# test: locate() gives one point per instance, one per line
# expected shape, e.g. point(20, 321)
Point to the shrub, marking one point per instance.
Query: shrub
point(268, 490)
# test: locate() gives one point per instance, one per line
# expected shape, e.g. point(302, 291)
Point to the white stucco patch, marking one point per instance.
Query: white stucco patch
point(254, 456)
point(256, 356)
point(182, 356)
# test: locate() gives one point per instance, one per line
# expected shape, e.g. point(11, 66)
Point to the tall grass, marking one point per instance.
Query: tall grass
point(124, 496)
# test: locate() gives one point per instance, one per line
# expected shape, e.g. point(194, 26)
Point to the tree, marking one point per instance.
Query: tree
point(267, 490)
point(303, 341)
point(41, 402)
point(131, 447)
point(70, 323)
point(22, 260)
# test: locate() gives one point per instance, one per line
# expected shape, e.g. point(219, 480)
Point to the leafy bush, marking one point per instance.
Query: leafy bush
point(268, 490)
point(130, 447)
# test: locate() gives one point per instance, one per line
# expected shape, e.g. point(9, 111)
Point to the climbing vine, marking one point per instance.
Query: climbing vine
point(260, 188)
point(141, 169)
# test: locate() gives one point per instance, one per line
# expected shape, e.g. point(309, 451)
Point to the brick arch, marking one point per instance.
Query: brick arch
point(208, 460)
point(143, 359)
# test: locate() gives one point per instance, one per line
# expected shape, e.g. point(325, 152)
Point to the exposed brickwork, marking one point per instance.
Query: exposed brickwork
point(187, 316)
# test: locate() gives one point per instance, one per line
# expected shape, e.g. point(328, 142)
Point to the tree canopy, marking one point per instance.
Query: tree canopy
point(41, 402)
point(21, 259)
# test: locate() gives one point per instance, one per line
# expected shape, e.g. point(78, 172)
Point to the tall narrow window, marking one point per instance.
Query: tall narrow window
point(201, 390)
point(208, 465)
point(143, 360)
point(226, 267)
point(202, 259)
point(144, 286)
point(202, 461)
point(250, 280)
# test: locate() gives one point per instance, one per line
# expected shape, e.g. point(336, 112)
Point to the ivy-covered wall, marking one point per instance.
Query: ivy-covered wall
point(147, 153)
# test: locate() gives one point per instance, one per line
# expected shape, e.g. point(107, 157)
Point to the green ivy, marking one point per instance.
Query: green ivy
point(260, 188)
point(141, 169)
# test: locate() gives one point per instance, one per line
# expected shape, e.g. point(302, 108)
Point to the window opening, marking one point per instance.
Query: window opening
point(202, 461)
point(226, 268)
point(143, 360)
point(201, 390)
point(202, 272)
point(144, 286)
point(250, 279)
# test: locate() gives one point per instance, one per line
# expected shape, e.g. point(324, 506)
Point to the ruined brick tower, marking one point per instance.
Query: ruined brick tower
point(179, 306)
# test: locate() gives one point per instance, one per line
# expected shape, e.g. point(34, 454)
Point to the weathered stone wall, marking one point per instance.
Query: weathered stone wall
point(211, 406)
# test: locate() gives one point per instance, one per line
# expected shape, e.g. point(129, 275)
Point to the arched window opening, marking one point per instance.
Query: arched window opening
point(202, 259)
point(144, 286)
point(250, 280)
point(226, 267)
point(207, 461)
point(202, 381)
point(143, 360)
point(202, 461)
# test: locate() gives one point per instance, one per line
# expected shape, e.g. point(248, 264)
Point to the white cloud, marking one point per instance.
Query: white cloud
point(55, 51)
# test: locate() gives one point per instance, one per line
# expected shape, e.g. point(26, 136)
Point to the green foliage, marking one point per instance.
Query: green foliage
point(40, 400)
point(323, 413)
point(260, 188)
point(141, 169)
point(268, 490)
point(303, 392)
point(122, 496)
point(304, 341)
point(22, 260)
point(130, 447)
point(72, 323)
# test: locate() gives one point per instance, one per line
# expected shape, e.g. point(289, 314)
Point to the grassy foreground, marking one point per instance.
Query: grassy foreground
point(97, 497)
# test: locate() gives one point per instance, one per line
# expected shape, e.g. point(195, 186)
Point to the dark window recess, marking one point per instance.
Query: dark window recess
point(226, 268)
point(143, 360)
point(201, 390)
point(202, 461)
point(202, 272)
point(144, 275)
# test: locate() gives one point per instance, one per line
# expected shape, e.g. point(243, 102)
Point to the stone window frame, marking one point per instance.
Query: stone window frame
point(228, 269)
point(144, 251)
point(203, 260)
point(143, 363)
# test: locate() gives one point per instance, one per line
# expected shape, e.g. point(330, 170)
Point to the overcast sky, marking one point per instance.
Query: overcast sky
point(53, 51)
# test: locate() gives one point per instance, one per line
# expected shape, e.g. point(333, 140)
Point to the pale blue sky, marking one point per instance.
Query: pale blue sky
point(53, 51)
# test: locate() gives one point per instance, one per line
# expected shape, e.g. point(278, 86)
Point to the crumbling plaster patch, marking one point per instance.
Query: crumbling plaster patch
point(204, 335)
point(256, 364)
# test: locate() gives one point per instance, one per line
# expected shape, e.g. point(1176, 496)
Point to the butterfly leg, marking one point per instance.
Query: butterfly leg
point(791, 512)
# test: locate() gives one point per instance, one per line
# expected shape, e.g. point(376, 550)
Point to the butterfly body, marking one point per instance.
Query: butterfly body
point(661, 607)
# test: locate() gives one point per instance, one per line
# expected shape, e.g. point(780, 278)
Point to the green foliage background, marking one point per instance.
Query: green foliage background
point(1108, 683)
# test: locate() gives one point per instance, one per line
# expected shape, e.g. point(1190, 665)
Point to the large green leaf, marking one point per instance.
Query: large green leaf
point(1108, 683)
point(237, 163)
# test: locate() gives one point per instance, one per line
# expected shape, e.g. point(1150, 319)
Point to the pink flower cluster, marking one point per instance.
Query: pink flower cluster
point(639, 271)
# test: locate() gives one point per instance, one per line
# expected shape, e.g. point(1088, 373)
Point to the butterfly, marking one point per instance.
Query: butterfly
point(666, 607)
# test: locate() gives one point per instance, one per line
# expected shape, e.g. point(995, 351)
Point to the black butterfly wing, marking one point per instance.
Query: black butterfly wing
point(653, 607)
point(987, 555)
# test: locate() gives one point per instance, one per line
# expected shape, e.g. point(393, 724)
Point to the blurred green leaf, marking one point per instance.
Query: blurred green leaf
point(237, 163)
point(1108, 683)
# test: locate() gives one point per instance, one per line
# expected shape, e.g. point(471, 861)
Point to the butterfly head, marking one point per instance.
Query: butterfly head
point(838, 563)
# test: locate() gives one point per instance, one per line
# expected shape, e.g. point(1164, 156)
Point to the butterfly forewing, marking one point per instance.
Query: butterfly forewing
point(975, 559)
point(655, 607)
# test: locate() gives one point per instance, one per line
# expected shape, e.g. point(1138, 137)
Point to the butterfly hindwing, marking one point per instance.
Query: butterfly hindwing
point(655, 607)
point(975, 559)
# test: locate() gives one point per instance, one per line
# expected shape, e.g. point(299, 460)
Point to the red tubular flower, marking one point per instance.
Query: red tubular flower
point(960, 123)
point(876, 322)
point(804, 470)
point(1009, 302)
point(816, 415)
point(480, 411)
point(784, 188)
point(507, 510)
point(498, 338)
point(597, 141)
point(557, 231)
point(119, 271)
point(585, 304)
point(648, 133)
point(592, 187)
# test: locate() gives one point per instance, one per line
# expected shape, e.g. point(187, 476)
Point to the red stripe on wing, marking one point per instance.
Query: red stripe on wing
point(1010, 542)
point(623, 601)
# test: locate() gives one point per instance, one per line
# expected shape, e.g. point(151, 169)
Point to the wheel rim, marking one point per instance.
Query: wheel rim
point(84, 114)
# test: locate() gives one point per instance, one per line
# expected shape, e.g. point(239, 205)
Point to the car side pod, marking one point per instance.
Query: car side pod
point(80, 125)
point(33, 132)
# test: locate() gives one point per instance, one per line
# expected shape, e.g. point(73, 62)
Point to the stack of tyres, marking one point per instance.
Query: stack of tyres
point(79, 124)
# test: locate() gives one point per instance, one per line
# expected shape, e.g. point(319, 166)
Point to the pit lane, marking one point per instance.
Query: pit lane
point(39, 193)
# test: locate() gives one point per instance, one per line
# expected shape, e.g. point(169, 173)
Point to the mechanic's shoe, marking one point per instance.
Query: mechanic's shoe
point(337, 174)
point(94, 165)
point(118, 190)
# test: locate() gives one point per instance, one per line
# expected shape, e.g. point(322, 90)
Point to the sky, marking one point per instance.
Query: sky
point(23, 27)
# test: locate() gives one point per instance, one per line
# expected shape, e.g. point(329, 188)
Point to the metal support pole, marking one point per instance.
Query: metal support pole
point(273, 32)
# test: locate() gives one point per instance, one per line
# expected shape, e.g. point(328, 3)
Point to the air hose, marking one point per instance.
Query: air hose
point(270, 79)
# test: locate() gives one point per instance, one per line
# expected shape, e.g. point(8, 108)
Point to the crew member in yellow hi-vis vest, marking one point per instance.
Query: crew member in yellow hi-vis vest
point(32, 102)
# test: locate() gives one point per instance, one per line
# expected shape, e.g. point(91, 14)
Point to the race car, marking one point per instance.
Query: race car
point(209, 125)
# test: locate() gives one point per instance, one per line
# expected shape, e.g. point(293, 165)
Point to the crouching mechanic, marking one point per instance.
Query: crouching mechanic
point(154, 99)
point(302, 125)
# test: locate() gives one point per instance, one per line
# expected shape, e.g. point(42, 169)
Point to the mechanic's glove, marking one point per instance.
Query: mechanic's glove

_Task details:_ The answer must be every line of the records that contains the word "glove".

_Completed exercise:_
Point to the mechanic's glove, marking one point per instance.
Query: mechanic's glove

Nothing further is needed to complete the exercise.